**EXERCISE GOAL:**
In the meeting record below, swap "Geneva" for "New York" and write out the part from "COMMISSION ON HUMAN" to "at 10.00 a.m." with that change.

**GIVEN PASSAGE:**
__________________________________________________

COMMISSION ON HUMAN RIGHTS

Fifty-sixth session

SUMMARY RECORD OF THE 45th MEETING

Held at the Palais des Nations, Geneva,
on Thursday, 13 April 2000, at 10.00 a.m.




Chairman: Mr. SIMKHADA - Nepal

CONTENTS


STATEMENT BY THE MINISTER FOR FOREIGN AFFAIRS OF CANADA
STATEMENT BY THE MINISTER OF IMMIGRANT ABSORPTION OF ISRAEL
SPECIFIC GROUPS AND INDIVIDUALS:

(a) MIGRANT WORKERS
(b) MINORITIES
(c) MASS EXODUSES AND DISPLACED PERSONS
(d) OTHER VULNERABLE GROUPS AND INDIVIDUALS


The meeting was called to order at 10.05 a.m.

/...


STATEMENT BY THE MINISTER OF IMMIGRANT ABSORPTION OF ISRAEL

14. Mrs. TAMIR (Israel) said that Israel, which currently had a population of 6 million, had absorbed more than a million people from all over the world in the last 10 years. The forthcoming Passover was a reminder that, in the Jewish tradition, the entry into the land of Israel represented both salvation and personal and political liberation. It was in that tradition that Israel had taken the unusual step of granting automatic citizenship, along with full political and welfare rights, to Jewish immigrants. Under the Law of Return, all Jews and their families who applied for citizenship received equal treatment regardless of age, race, gender, state of health or economic status. Few countries, including ones more affluent than Israel, were prepared to offer such rights to immigrants, particularly to immigrants who were often in dire need.

__________________________________________________

**DATA:**

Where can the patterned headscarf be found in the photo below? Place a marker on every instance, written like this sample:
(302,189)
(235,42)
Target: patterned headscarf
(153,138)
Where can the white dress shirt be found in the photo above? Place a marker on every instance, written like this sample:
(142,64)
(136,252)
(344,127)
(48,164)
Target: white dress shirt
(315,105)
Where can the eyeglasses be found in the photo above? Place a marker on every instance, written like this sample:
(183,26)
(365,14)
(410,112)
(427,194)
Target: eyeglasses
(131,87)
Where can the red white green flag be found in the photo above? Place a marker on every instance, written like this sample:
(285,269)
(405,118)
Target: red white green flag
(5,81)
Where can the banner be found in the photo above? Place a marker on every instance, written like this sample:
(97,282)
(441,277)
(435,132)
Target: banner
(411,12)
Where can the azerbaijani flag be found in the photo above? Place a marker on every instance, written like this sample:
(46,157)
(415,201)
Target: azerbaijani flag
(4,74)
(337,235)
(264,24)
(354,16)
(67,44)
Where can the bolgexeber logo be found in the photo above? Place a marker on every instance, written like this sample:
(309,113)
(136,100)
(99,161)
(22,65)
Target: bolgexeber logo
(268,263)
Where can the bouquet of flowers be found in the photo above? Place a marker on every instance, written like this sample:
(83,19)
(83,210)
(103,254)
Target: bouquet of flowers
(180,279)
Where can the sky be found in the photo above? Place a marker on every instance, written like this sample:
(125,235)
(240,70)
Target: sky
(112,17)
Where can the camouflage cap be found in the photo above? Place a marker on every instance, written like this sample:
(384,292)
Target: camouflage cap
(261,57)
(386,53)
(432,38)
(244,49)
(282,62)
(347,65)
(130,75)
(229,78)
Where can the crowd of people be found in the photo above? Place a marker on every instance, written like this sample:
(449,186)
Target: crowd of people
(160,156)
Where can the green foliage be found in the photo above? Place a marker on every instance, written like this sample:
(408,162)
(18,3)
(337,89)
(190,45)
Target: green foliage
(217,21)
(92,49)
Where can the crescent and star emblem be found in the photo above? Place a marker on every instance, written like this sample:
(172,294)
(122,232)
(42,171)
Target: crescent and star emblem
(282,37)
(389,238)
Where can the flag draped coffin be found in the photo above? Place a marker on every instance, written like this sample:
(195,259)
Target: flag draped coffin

__________________________________________________

**RESULT:**
COMMISSION ON HUMAN RIGHTS

Fifty-sixth session

SUMMARY RECORD OF THE 45th MEETING

Held at the Palais des Nations, New York,
on Thursday, 13 April 2000, at 10.00 a.m.